**Description of the task**
Reproduce word for word the stretch of the data from the line containing "the bamboo slat" through the end of the data.

**Material for the task**

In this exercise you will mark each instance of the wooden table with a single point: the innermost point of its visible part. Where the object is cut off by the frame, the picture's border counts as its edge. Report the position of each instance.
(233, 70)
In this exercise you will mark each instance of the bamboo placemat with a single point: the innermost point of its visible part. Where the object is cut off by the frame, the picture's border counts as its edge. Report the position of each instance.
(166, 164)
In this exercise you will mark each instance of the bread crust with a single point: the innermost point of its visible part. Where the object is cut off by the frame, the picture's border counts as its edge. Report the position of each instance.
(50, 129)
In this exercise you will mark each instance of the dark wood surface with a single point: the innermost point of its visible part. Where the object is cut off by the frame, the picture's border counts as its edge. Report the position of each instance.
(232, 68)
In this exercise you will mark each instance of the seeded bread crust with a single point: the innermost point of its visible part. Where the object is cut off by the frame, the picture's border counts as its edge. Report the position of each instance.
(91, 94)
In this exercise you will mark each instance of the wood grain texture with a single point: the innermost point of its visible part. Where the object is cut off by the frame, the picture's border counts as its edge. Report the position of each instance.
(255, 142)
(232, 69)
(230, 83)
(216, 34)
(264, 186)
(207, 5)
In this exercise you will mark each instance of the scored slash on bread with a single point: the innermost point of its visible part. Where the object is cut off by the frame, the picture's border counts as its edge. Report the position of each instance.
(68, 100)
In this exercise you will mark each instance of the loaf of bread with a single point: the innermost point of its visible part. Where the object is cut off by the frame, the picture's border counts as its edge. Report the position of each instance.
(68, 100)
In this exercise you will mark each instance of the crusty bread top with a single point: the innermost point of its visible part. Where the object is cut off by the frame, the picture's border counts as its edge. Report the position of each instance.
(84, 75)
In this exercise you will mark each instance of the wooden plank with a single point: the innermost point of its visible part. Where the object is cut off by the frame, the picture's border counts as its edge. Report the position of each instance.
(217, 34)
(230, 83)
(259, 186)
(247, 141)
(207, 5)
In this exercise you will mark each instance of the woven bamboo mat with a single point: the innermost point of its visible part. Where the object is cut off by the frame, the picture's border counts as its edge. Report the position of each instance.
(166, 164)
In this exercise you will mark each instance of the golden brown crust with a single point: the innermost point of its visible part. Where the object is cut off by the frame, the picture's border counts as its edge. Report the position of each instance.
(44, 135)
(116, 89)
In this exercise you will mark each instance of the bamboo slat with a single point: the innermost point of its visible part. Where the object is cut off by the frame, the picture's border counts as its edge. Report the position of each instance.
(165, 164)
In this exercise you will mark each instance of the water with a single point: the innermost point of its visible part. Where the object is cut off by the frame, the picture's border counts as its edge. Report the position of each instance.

**Answer**
In this exercise you will mark each instance of the bamboo slat with a single point: the innermost point of its visible part. Where the object is cut off by the frame, the picture's border counts as its edge. Report the position of each instance.
(165, 164)
In this exercise you will mark each instance of the water with a single point: the innermost point of its visible part. Where the object is cut off by the frame, the picture's border counts as its edge. Report the position of each instance.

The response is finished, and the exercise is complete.